What the task requires -
Swap "Drop" for "Place" throughout the items below and give them back otherwise unchanged, leaving out the pictures.

☆ ☆ ☆ ☆ ☆

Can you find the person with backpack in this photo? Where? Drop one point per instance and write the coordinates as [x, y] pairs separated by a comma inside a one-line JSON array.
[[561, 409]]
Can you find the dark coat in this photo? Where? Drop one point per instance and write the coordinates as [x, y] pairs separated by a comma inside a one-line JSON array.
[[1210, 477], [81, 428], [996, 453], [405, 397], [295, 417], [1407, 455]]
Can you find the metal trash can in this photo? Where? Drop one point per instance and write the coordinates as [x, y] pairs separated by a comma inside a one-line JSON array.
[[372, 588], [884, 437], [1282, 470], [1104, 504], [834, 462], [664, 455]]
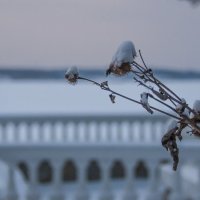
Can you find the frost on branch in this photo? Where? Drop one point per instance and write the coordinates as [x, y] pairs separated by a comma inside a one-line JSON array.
[[144, 102], [170, 103], [72, 75], [169, 142], [122, 59]]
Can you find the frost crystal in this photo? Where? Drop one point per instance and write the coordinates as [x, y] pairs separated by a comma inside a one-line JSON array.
[[122, 59], [180, 108], [196, 106], [72, 75], [144, 101]]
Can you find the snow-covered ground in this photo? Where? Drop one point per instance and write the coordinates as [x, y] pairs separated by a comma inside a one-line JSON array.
[[58, 97]]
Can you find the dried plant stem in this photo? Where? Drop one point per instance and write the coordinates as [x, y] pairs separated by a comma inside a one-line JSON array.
[[127, 98]]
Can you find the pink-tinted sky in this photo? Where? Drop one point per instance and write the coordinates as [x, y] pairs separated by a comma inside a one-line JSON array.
[[56, 33]]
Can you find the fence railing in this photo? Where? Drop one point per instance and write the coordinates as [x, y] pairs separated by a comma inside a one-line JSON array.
[[80, 129]]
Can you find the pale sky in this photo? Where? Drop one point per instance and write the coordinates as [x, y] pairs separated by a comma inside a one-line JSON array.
[[56, 33]]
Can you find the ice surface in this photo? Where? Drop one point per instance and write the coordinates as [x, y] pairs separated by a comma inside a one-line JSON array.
[[58, 97]]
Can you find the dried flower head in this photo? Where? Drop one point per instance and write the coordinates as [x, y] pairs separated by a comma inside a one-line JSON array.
[[72, 75], [122, 59]]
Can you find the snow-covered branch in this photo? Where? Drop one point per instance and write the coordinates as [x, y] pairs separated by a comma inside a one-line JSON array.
[[183, 115]]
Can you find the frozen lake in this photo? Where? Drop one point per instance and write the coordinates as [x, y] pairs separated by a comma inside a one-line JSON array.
[[58, 97]]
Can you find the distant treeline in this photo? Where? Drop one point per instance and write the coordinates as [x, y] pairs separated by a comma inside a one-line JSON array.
[[90, 73]]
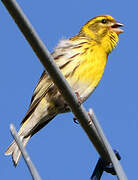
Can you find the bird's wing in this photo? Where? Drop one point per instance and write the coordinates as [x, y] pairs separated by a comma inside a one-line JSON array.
[[64, 56], [40, 91]]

☆ ☆ ☆ ☆ ☆

Completed exercise -
Can you find the person with backpack in this photo? Where? Place one point per instance and write the coordinates as [x, y] pairs separated by a comma inside a one-line JSON array.
[[561, 409]]
Can you find the dark coat in this photo? Where? Place one point per instance and write the coordinates as [x, y] pairs separated by a comma inside a one-line JSON array.
[[1210, 477], [81, 428], [996, 453], [405, 397], [295, 417], [1407, 455]]
Can you find the metal trash can in this photo? Where? Place one point per instance and write the coordinates as [x, y] pairs separated by a comma inside a one-line JSON array.
[[372, 588], [884, 437], [1282, 470], [1104, 504], [834, 462], [664, 455]]
Can you find the frost on branch in this photo? Where? Place one point per instance and write the coordinates as [x, y] pairs separated by a comma inside a one-line JSON array.
[[144, 102], [170, 103], [72, 75], [169, 142], [122, 59]]
Can you find the frost crystal in this photo? Where? Place one point per instance and write the coordinates as [x, y] pairs separated by a comma inside a one-line JSON array.
[[122, 59], [180, 108], [196, 106], [72, 75], [144, 101]]
Can you find the snow-covered ground in this photo? Where? Place one point per instance and write the coordinates as [x, y] pairs separated by a comma inside a one-line JSON array.
[[58, 97]]
Can you find the dried plant stem in this photo? Where? Place one point per instance and write the coordinates as [x, y] pairs separated by a comma inside a one-line JSON array.
[[127, 98]]
Can you find the pink-tinted sky in this photo? Where? Place one point per instance and write the coordinates as [x, y] pairs separated by a comma inside a one-line JSON array.
[[56, 33]]
Can you find the fence railing in this photo? Where? Place one point per instance and write the coordinates as [x, y] pairs separated by a comma inside a one-line JSON array.
[[80, 129]]
Can you find the pale sky in this photo? Where? Place one point per instance and write the coordinates as [x, y] pairs separated by a comma inside a one-line JSON array.
[[56, 33]]
Can you find the ice surface in this photo? Where? Place one point per instance and write the coordinates as [x, y] pairs separated by a comma inside a one-line JSON array.
[[58, 97]]
Can you find the dried flower head in this photo? Where? Place one point per instance and write the coordinates as [x, y] pairs separated by a comma inside a one-line JSON array.
[[72, 75], [122, 59]]
Can you find the snow-covered branch in this photo? Where? Place one point per instance and write the coordinates as [x, y] pairs separated by a comma inside a one-line JSON array.
[[183, 115]]
Can you find the frozen lake in this photo? Where? Place one point per instance and write the coordinates as [x, y] pairs separated by a comma inside a one-line JSON array.
[[58, 97]]
Can you find the distant treeline in this photo? Where? Place one point per instance and write the coordinates as [x, y] pairs separated by a comma inside a one-line JSON array.
[[90, 73]]
Can you find the bird's wing in this photo? Where? Place one point per instance and write the coordinates as [x, y] pairs separated by a comma inside a one-line JSON array.
[[64, 56], [40, 91]]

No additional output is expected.